Report each line in the records below that contains the word "dark", copying every such line in full.

[START Given records]

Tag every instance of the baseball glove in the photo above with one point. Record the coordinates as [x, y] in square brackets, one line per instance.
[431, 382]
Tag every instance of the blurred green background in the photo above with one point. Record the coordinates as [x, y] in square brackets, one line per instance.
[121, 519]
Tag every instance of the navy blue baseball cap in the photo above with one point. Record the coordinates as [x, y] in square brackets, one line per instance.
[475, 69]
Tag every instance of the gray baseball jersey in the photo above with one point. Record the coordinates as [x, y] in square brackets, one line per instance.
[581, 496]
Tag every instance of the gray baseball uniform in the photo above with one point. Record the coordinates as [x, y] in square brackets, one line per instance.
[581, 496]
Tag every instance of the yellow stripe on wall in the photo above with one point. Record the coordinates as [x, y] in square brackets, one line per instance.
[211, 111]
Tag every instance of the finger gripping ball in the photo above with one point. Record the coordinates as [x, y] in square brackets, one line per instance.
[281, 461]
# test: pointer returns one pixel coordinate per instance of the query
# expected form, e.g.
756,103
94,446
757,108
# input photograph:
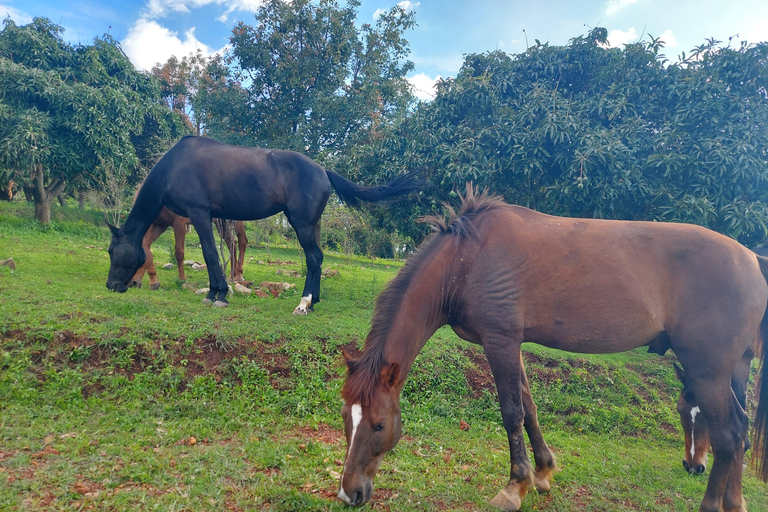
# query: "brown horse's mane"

[END Given records]
[START Given records]

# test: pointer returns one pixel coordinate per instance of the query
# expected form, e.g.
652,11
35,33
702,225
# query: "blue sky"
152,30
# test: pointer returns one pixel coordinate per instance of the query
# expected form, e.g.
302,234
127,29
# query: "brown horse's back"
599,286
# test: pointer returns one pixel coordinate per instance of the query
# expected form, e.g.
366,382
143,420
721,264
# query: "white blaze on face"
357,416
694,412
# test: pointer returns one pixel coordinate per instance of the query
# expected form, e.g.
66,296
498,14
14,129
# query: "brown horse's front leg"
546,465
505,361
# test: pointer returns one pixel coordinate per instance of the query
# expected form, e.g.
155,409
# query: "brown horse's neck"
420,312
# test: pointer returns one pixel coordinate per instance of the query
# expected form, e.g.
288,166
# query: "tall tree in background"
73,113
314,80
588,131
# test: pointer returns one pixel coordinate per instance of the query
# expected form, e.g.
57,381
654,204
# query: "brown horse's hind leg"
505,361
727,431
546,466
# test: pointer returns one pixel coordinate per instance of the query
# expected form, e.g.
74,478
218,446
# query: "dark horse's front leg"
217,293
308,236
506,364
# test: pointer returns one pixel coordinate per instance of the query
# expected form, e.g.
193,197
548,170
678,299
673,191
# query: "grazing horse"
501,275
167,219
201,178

[END Given records]
[START Given records]

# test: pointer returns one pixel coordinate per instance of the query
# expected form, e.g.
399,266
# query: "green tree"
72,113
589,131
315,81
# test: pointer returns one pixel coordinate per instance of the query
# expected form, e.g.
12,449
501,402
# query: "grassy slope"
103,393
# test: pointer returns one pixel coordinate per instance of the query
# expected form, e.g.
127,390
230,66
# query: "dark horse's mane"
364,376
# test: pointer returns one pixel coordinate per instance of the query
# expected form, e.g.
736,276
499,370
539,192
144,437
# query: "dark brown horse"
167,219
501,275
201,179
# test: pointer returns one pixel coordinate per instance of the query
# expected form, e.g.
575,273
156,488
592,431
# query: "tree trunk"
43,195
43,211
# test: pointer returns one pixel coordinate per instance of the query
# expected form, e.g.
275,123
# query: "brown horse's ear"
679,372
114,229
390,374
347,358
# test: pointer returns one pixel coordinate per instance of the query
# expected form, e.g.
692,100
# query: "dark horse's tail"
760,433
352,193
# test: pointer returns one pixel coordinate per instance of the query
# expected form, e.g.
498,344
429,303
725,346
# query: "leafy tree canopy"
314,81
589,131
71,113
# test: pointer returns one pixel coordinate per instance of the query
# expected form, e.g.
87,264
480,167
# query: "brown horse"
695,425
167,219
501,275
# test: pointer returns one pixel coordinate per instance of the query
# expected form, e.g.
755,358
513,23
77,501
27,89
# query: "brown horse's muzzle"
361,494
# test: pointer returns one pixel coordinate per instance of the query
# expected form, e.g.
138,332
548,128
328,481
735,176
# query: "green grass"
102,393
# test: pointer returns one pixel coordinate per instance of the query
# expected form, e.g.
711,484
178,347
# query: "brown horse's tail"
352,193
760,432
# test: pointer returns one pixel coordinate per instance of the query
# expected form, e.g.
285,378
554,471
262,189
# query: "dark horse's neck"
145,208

[END Given records]

§ Full answer:
# query: "dark horse's front leg"
# query: "dark horse's mane"
# query: "dark brown horse"
# query: "dark horse's tail"
# query: "dark horse's neck"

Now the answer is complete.